PROBLEM TO WORK ON —
Each line that includes "black" must be copied from the records.

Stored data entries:
- Opening Delimiter -

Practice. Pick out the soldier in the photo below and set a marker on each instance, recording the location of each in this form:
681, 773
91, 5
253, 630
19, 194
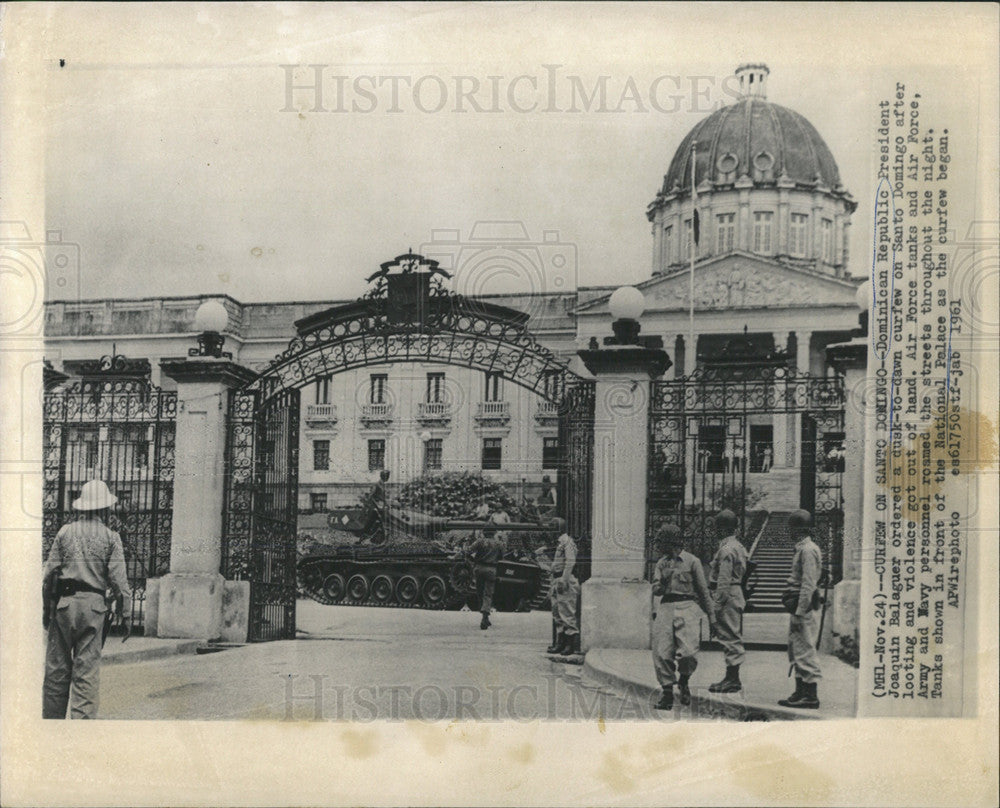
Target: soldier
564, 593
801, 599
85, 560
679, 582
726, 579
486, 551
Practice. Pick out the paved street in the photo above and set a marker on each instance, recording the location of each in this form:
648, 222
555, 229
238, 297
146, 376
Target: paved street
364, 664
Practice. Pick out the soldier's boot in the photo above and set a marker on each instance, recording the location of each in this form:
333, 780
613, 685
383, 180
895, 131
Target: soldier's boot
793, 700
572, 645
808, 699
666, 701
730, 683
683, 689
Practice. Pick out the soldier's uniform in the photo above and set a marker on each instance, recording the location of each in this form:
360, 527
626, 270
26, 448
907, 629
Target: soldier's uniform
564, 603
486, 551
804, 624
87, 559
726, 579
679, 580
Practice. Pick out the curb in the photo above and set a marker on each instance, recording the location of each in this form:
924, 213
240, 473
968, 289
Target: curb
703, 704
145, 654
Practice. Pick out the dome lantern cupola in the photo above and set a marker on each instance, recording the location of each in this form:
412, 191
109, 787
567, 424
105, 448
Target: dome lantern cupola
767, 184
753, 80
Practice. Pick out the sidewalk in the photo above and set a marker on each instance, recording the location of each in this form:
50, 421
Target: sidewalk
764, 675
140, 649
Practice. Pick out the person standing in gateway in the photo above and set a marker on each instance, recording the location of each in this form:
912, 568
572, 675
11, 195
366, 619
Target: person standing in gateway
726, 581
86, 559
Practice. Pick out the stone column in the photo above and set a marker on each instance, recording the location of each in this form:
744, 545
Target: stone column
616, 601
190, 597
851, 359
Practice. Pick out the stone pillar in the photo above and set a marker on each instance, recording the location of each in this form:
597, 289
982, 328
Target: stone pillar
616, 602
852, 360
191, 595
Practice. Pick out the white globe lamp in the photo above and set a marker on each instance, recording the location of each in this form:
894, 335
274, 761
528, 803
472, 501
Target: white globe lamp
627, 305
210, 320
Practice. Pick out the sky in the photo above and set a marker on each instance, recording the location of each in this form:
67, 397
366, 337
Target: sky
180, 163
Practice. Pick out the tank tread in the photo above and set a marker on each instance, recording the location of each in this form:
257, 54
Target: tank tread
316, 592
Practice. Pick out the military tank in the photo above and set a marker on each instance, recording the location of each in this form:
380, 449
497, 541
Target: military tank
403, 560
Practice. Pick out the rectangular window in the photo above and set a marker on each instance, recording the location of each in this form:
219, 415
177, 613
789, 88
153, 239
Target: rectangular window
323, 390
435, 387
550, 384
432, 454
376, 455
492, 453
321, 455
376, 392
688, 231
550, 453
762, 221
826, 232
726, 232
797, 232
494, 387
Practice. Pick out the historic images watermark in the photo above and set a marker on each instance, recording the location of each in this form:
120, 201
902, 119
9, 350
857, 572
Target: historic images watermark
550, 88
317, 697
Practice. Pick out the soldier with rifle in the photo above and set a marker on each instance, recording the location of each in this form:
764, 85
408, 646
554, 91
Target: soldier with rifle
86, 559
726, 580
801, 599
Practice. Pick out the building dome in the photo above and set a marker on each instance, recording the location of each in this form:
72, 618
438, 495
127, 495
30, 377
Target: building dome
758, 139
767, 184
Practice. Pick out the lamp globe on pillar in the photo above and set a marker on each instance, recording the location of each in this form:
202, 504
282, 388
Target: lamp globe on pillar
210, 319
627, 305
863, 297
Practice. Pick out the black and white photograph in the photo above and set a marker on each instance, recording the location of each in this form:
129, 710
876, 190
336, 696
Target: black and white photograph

- Closing Delimiter -

RESPONSE TO THE TASK —
Practice. Pick out the black and white photograph in the photo above and set a marker on each instance, recording the location of each in this form:
Target: black and white photograph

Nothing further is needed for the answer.